Лосев, Бродский, Уолкотт, Хини, Элиот, Оден, Йейтс, Вертов, Ленин и Ходжа Насреддин
1
Осенью 1965-го в Норенской, изучая английскую поэзию по присланной друзьями антологии Луиса Унтермейера, Бродский случайно наткнулся на элегию «Памяти Йейтса» («In memory of W. B. Yeats») У. Х. Одена. Это стихотворение, одно из самых известных у Одена, состоит из трех отличных по форме и настроению частей; в первой описывается смерть Йейтса, вторая (медитативная) и третья (экстатическая) содержат размышления о природе и назначении поэзии. Элегия, особенно два четверостишия из третьей части, произвела на Бродского столь сильное впечатление, что на протяжении всей жизни он вспоминал об этом событии как о «потрясении», переломном моменте, точке отсчета нового – и с тех пор никогда не менявшегося – отношения к поэзии.
Не менее серьезно отнесся к этому эпизоду и Лев Лосев. Он посвятил ему целую главу в жизнеописании Бродского, которую назвал «Озарение в Норенской» и предварил указанием на едва ли не мистическую природу этого происшествия:
За чтением английских стихов в Норенской Бродский однажды пережил то, что в религиозно-мистической практике называется моментом озарения (греч. epiphaneia, [бого]явление)[190].
Те, кому посчастливилось знать Льва Владимировича лично, помнят его вкус к абсурдному, умение и готовность разглядеть комическое и несуразное в сколь угодно возвышенных материях. Нижеследующие заметки – дань памяти этой стороне его личности. Надеюсь, его бы позабавила история о происхождении приключившегося с его другом «озарения» из духа веселой и совершенно немистической чепухи.
2
О чтении Одена в Норенской Бродский подробно рассказывает в эссе «То Please a Shadow» («Поклониться тени»). Он вспоминает знаменитые пассажи из первой и второй частей элегии (в том числе «эпохальный», по определению Бродского, афоризм «poetry makes nothing happen» [поэзия не имеет последствий], к которому мы еще вернемся), но подчеркивает, что наибольшее впечатление на него произвели два четверостишия из третьего фрагмента:
Time that is intolerant
Of the brave and innocent,
And indifferent in a week
To a beautiful physique,
Worships language and forgives
Everyone by whom it lives;
Pardons cowardice, conceit,
Lays its honours at their feet.

(Данные локализации: одна точка на каждый объект)
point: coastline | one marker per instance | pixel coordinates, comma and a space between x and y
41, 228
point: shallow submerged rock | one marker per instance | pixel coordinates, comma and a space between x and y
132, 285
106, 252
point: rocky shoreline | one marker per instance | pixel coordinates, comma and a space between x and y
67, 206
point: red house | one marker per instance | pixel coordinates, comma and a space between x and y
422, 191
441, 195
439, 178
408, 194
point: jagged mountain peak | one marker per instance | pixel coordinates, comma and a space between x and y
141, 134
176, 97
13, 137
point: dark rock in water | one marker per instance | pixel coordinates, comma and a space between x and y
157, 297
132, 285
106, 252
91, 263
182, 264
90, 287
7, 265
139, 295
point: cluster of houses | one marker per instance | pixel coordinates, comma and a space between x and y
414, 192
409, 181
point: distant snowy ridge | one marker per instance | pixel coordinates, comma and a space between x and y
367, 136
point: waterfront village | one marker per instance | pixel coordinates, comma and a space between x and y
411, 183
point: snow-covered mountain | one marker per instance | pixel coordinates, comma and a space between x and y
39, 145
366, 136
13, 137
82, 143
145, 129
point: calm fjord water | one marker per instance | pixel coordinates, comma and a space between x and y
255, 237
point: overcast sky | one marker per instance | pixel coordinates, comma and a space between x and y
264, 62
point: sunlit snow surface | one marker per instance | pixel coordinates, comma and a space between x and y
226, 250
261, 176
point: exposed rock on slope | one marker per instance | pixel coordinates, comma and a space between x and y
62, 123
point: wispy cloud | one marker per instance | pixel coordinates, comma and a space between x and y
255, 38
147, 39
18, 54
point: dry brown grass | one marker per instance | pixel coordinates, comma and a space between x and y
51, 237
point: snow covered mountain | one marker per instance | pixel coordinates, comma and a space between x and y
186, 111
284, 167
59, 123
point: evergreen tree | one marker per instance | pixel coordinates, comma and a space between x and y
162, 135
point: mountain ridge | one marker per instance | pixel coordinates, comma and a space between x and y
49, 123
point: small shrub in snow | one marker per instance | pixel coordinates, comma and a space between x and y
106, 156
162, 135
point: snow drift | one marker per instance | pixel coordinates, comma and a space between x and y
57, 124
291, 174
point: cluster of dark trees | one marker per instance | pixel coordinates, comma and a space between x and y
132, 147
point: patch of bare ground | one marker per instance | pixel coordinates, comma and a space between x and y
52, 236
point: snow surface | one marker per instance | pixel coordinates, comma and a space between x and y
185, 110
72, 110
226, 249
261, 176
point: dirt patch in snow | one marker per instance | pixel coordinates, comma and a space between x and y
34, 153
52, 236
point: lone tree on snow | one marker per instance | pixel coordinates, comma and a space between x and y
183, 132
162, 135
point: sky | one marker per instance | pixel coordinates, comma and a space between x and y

Задания.
(A) Отредактируйте фрагмент о Бродском и Одене: перепишите всё, начиная с «Те, кому посчастливилось» и вплоть до «совершенно немистической чепухи.», поставив «Льва Лосева» вместо «Льва Владимировича».
(B) Назовите все части элегии «Памяти Йейтса», о которых говорится во фрагменте о Бродском и Одене, и для каждой приведите данную там характеристику.

Ответы к заданиям.
(A)
Те, кому посчастливилось знать Льва Лосева лично, помнят его вкус к абсурдному, умение и готовность разглядеть комическое и несуразное в сколь угодно возвышенных материях. Нижеследующие заметки – дань памяти этой стороне его личности. Надеюсь, его бы позабавила история о происхождении приключившегося с его другом «озарения» из духа веселой и совершенно немистической чепухи.

(B)
Первая часть: в ней описывается смерть Йейтса.
Вторая часть (медитативная): содержит размышления о природе и назначении поэзии.
Третья часть (экстатическая): содержит размышления о природе и назначении поэзии.